EXTRAIT DU TEXTE —
************

Alors que l’enveloppe consacrée au budget d’investissement public augmente progressivement en volume depuis plus d’une décennie, le niveau de consommation de ce budget décroit parallèlement d’année en année. Fait étonnant dans un pays aux besoins aussi urgents qu’énormes et où il existe des localités qui ne disposent toujours pas en 2018 des moindres services sociaux de base.
Le Budget d’investissement public (BIP) pour l’exercice 2011 était de 677 milliards de FCfa. Il est passé à 792,2 milliards de FCfa en 2012, 1246 milliards de FCfa en
2015, 1525 milliards de FCfa en 2016. Il a atteint les sommets en 2017 avec une dotation globale de 1 586 milliards de Fcfa. Les statistiques officielles indiquent que ce budget, qui ne représentait que 18% de l’enveloppe budgétaire nationale en 2010, culmine désormais à 36% depuis 2016, soit
une progression de près de 20% sur une période de 6 ans
La hausse constante des montants alloués au Bip traduit a priori la volonté du gouvernement de répondre aux besoins du Cameroun en matière d’investissement et d’améliorer par conséquent des conditions de vie des citoyens. Le faible taux d’exécution de ce budget (systématiquement en deçà des prévisions) contraste toutefois avec cette noble ambition. Au premier trimestre 2018 par exemple, le budget d’investissement public n’a été exécuté qu’à 38% contre 54% l’année précédente à la même période soit une baisse de 14 points.

************

CONSIGNE A —
Recopiez le passage de l'extrait sur le budget d'investissement public depuis « Alors que l’enveloppe » jusqu'à « sociaux de base. » inclus.
CONSIGNE B —
Dans l'extrait sur le budget d'investissement public, relevez toutes les années pour lesquelles un montant du budget est donné en milliards de FCfa.
Répondez en vous fondant uniquement sur l'extrait.

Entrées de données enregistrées
************

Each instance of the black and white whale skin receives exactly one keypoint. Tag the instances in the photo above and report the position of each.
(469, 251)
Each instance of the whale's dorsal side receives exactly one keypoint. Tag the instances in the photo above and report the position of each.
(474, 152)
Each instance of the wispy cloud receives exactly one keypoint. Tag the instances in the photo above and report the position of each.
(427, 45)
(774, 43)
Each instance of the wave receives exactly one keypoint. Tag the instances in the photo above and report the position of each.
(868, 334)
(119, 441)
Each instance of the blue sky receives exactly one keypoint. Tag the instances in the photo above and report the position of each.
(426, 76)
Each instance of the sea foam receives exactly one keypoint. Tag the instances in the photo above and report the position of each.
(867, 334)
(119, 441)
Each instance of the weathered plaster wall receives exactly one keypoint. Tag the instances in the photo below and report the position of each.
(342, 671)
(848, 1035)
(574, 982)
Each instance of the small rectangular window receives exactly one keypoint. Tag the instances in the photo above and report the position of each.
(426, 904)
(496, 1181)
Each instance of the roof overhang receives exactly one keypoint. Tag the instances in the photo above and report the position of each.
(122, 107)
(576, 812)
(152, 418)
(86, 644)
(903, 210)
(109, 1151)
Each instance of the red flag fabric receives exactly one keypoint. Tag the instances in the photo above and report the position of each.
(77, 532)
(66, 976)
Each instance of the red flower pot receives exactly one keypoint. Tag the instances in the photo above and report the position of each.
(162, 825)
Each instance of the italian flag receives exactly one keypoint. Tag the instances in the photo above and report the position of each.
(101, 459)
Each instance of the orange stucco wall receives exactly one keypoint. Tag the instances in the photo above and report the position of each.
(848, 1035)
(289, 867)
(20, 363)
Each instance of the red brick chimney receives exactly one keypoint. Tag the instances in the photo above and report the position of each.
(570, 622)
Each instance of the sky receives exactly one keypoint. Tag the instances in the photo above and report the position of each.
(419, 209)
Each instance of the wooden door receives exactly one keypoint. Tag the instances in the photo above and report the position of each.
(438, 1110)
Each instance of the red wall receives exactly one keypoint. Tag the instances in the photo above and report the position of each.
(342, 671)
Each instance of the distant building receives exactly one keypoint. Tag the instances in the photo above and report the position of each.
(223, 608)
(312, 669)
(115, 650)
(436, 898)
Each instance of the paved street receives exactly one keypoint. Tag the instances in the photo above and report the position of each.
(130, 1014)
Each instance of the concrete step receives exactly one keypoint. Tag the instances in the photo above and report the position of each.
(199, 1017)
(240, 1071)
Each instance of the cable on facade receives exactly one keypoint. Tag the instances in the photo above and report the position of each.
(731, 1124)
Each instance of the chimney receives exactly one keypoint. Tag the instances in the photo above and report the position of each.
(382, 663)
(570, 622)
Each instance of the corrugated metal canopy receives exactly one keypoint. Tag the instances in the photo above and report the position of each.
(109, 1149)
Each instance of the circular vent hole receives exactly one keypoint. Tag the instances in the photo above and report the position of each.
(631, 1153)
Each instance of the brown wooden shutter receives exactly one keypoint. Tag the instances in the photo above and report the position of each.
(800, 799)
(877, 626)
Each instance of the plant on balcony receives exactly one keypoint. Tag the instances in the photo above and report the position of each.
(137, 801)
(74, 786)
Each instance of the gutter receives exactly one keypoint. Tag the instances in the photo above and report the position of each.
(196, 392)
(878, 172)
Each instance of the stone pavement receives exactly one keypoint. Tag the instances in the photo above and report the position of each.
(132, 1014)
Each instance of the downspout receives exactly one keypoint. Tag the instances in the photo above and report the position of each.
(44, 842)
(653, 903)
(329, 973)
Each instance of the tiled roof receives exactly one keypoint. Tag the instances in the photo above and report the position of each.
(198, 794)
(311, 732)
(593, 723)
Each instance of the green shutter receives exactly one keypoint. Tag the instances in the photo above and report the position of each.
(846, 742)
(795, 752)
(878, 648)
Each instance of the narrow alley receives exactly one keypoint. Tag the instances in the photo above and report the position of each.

************

CORRIGÉ A —
Alors que l’enveloppe consacrée au budget d’investissement public augmente progressivement en volume depuis plus d’une décennie, le niveau de consommation de ce budget décroit parallèlement d’année en année. Fait étonnant dans un pays aux besoins aussi urgents qu’énormes et où il existe des localités qui ne disposent toujours pas en 2018 des moindres services sociaux de base.

CORRIGÉ B —
2011, 2012, 2015, 2016 et 2017.